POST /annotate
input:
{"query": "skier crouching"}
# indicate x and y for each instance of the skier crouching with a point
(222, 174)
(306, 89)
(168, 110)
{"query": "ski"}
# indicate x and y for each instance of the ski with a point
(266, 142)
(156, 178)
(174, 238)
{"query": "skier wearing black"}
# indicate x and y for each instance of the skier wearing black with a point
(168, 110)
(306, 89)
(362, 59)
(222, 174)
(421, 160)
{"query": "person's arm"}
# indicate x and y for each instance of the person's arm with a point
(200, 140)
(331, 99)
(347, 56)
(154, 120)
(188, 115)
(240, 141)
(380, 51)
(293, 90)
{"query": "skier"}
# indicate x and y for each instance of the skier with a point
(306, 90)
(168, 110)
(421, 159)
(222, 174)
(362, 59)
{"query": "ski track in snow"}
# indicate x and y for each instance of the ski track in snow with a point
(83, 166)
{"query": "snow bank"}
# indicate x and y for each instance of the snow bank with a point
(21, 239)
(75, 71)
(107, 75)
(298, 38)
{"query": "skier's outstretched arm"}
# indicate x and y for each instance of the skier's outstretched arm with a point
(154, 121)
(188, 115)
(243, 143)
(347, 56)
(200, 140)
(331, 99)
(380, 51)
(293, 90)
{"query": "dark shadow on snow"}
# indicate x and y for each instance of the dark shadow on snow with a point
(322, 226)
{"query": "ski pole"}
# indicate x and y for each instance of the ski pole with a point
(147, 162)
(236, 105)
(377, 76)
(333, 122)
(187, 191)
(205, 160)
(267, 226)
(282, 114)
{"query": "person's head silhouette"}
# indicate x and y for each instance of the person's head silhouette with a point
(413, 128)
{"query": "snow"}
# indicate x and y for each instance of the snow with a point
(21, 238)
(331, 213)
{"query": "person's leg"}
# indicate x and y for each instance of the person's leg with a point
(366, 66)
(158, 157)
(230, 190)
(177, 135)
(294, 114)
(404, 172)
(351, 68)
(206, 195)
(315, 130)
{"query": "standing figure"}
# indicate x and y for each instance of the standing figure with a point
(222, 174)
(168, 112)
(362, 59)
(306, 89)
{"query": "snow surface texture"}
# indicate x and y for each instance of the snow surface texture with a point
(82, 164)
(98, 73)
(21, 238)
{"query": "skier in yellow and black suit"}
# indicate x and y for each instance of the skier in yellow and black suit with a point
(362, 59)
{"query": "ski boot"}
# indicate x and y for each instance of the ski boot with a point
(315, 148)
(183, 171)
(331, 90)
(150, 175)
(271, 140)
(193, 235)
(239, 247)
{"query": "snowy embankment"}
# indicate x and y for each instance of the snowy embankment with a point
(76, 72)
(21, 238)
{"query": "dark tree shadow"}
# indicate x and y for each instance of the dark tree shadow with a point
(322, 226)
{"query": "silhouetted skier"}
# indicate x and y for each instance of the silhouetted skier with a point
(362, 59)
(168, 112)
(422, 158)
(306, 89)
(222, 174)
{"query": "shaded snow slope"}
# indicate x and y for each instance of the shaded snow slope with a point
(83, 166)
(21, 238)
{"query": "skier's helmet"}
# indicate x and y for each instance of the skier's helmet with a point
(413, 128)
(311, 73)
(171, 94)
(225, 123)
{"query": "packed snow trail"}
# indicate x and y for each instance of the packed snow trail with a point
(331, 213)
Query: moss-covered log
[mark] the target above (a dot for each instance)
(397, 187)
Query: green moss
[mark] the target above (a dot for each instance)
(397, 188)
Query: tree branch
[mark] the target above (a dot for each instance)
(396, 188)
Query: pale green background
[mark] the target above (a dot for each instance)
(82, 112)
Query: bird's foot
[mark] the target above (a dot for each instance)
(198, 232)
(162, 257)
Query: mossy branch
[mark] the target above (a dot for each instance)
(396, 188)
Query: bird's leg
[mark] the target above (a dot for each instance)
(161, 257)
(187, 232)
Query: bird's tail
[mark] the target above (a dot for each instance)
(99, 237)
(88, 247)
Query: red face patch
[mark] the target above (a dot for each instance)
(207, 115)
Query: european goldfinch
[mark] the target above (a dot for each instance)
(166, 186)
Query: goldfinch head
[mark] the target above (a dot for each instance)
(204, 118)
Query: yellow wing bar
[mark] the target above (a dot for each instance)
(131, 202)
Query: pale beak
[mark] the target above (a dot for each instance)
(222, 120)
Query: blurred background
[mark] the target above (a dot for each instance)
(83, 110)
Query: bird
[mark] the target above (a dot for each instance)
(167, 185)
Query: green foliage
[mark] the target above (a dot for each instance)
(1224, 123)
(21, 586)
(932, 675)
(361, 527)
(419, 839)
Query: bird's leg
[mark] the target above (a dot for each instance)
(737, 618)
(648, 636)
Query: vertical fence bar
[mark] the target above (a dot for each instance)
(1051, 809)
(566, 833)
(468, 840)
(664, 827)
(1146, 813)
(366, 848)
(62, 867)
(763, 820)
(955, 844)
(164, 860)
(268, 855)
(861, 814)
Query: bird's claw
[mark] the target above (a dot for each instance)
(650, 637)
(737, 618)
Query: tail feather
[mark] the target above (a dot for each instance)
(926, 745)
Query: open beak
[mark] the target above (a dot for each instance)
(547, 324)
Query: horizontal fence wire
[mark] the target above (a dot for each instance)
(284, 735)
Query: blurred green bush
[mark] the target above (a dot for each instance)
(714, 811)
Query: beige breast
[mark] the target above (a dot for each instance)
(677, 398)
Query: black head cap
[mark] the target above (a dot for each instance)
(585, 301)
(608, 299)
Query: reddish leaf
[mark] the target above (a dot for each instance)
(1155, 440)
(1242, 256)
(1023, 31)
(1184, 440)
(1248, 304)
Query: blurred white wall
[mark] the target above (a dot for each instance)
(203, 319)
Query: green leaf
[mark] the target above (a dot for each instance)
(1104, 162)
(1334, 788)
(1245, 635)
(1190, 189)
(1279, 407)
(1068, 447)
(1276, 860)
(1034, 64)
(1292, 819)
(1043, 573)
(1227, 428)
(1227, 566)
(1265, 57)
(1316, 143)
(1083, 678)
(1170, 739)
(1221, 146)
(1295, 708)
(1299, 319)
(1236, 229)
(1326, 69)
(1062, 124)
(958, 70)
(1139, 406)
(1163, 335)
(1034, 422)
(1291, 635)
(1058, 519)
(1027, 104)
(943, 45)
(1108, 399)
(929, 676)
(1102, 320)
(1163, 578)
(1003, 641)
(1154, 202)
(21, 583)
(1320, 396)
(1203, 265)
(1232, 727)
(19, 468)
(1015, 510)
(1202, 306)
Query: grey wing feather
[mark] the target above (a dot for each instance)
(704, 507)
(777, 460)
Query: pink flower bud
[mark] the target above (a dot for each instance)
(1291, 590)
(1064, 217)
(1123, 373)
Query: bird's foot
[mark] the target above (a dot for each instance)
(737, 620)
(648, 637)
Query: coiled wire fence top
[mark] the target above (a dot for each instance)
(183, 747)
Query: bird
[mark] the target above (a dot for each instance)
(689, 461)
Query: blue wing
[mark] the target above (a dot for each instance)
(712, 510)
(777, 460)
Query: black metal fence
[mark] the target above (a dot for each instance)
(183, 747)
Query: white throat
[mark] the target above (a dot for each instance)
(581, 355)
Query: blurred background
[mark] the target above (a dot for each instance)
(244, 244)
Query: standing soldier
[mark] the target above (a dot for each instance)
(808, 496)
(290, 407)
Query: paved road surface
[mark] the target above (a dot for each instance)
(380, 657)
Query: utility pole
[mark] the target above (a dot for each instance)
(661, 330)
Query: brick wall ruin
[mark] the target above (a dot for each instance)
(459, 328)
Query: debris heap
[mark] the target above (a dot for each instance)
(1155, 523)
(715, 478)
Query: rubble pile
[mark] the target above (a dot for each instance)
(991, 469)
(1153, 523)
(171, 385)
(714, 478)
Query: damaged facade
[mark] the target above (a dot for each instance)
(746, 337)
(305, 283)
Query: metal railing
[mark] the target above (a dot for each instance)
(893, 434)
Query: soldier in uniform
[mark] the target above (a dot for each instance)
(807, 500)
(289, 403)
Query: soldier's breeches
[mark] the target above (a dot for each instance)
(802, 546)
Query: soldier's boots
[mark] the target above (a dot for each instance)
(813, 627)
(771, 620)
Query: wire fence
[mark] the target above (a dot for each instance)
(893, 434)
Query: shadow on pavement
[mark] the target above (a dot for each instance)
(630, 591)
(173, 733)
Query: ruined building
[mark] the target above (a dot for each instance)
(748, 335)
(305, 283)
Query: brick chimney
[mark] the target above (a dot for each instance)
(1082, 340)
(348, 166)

= = = = =

> Work to do: Repeat the lines from the one containing "Query: coiled wire fence top" through the end of the listing, exactly and without any other lines; both ends are included.

> Finished task:
Query: coiled wire fence top
[mark] the target above (a dot for each instance)
(183, 747)
Query: bird
[mark] the target above (a dot for each instance)
(689, 461)
Query: blue wing
[mark] the target above (a dot for each instance)
(712, 510)
(777, 460)
Query: black metal fence
[mark] the target above (a dot for each instance)
(183, 747)
Query: white throat
[mark] the target above (a dot for each instance)
(581, 355)
Query: blurred background
[mark] the target above (a dot for each instance)
(244, 244)
Query: standing soldier
[mark] the target above (a dot for each instance)
(808, 496)
(290, 407)
Query: paved road surface
[mark] the target above (a dot for each instance)
(380, 657)
Query: utility pole
[mark] the target above (a dot for each instance)
(661, 330)
Query: brick wall ruin
[mark] the target above (a dot for each instance)
(459, 328)
Query: debris heap
[mark] the target above (a dot for each instance)
(1155, 523)
(715, 478)
Query: rubble pile
[mark] the target above (a dot for each instance)
(991, 469)
(1153, 523)
(171, 385)
(714, 478)
Query: damaged facade
[mark] the target above (a dot for each instance)
(746, 337)
(305, 283)
Query: metal railing
[mark] the target above (a dot for each instance)
(893, 434)
Query: soldier in uniform
[mark] the target above (a dot for each instance)
(807, 500)
(289, 403)
Query: soldier's breeches
[mark] the target above (a dot for each instance)
(802, 546)
Query: soldier's boots
[mark] the target above (a dot for each instance)
(813, 627)
(771, 620)
Query: wire fence
[mark] the target above (a dot for each instance)
(893, 434)
Query: shadow on pavement
[mark] the target above (a dot for each instance)
(630, 591)
(173, 733)
Query: ruined building
[mark] the target above (a dot for each instance)
(748, 335)
(305, 283)
Query: brick chimney
[mark] the target above (a dot for each instance)
(1082, 340)
(348, 166)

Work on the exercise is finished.